Work to do:
**A)** In the Neo4j user-similarity thread, what result does the APOC query give when comparing "ABCDE" with "ABCDEFGH"?
**B)** Carry on the Neo4j user-similarity thread from its final post.

Supplied passage:
I'm working on a project using Neo4j to analyze the similarity between users based on their behaviors after completing courses. Each user will have a set of behavioral parameters (A, B, C, D), but the number of courses they complete may vary, leading to unequal lengths of each set. My goal is to compute the similarity between users based on these parameters.
I'd like to ask the community about methods or procedures that can be used to solve this problem in Neo4j. Specifically, I'm interested in how to calculate similarity (potentially using cosine similarity, Euclidean distance, Jaccard similarity, etc.) between users based on unequal sets of behavioral parameters.
I greatly appreciate any contributions and suggestions from the community!
You could try the Jaccard measure. Basically, count the number of things that are the same between two nodes divided by the total number of things you are comparing between the two nodes. The ratio is the similarity, ranging from zero to one (inclusive).
Does it make sense to count the number of parameters both nodes have in common divided by the total number of unique parameters between the two.
Gary is right. Here is the apoc function to get the string similarity.
with "ABCDE" as n1, "ABCDEFGH" as n2
return (100 - toInteger(apoc.text.jaroWinklerDistance(n1, n2) * 100)) as similarity
Result: 93 If you remove 'H' from n2, the similarity = 95
Thank you @ameyasoft, but A, B, C or D is an array.

Information supplied:
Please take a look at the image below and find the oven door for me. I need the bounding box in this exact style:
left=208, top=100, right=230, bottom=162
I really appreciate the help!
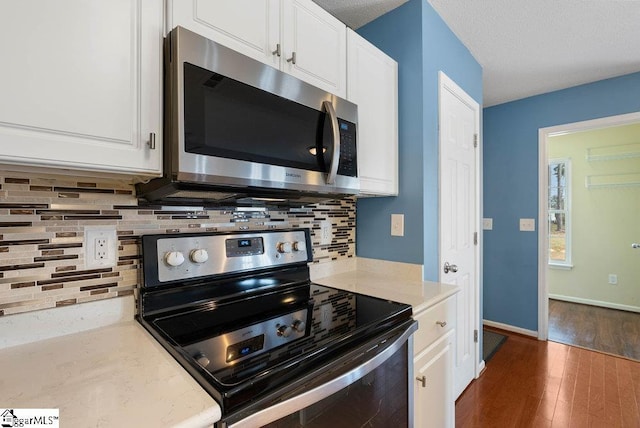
left=216, top=320, right=417, bottom=428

Answers to the exercises:
**A)** 93

**B)**
Example:
User1 completed 2 courses, so this user's behaviors are A: [a1,a2], B:[b1,b2], C:[c1,c2], D:[d1,d2]
User2 completed 1 course, so this user's behaviors are A:[a2], B:[b1], C:[c2], D:[d1]
The problem is finding similarity between 2 users using graph mining. If you have any suggest to solve this problem, please let me know!
Thank you so much
Created this sample:
merge (a:User {name: "UserA", course1: "Completed", course2: "Completed"})
merge (a1:User {name: "UserB", course1: "Completed", course2: "Completed"})
merge (a2:User {name: "UserC", course1: "Incomplete", course2: "Completed"})
merge (a3:User {name: "UserD", course1: "NotStarted", course2: "Completed"})
Ran the similarity:
match (a:User) where a.name = "UserA"
with a, a.course1 as c1
match (b:User) where b.name <> a.name
with a, b, a.course1 as c1, b.course1 as c2
//convert the values to all lower case and also removes empty spaces and special characters.....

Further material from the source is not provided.